__What you have to do__
Where does the string "dark" appear in the records? Copy each line that holds it.

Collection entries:

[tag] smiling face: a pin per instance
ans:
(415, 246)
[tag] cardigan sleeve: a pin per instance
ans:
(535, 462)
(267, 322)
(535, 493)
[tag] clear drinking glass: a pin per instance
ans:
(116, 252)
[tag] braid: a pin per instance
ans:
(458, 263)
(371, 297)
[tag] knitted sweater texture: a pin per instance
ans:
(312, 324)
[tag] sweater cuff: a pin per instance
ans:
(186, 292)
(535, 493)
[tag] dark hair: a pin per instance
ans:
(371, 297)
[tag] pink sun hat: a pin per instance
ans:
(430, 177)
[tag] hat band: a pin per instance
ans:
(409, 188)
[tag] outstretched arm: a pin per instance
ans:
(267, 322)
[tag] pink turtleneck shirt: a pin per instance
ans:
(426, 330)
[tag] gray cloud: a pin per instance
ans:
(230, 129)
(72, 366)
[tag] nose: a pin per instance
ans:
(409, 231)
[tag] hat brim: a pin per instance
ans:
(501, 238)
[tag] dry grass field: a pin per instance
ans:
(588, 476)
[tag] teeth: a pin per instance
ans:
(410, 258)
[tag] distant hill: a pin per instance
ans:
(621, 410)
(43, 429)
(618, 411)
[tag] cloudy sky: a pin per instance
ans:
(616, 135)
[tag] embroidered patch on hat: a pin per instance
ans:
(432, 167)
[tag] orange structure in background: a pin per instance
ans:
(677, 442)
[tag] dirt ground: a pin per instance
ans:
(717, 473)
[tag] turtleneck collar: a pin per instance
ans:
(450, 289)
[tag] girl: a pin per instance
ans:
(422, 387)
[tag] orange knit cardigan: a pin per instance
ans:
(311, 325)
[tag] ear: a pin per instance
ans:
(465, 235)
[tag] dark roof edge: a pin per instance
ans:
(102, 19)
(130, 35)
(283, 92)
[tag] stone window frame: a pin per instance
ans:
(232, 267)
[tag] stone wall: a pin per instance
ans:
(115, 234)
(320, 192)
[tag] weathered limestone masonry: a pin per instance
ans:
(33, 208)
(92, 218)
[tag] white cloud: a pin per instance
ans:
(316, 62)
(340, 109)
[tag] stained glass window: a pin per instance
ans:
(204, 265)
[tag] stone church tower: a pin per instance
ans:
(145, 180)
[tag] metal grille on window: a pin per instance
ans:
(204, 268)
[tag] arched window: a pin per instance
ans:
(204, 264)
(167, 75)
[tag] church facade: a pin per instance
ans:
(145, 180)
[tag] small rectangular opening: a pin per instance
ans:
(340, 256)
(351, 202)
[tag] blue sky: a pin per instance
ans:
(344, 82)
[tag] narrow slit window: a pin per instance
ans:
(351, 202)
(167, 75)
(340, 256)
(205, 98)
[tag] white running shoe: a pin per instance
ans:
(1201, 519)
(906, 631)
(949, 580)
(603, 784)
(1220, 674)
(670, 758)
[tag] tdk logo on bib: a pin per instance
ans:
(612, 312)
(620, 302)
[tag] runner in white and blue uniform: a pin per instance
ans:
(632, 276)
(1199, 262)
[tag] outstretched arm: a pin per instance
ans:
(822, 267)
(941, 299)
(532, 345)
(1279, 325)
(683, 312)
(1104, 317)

__Task answer__
[tag] dark hair: a pin per instance
[tag] dark roof edge: a pin per instance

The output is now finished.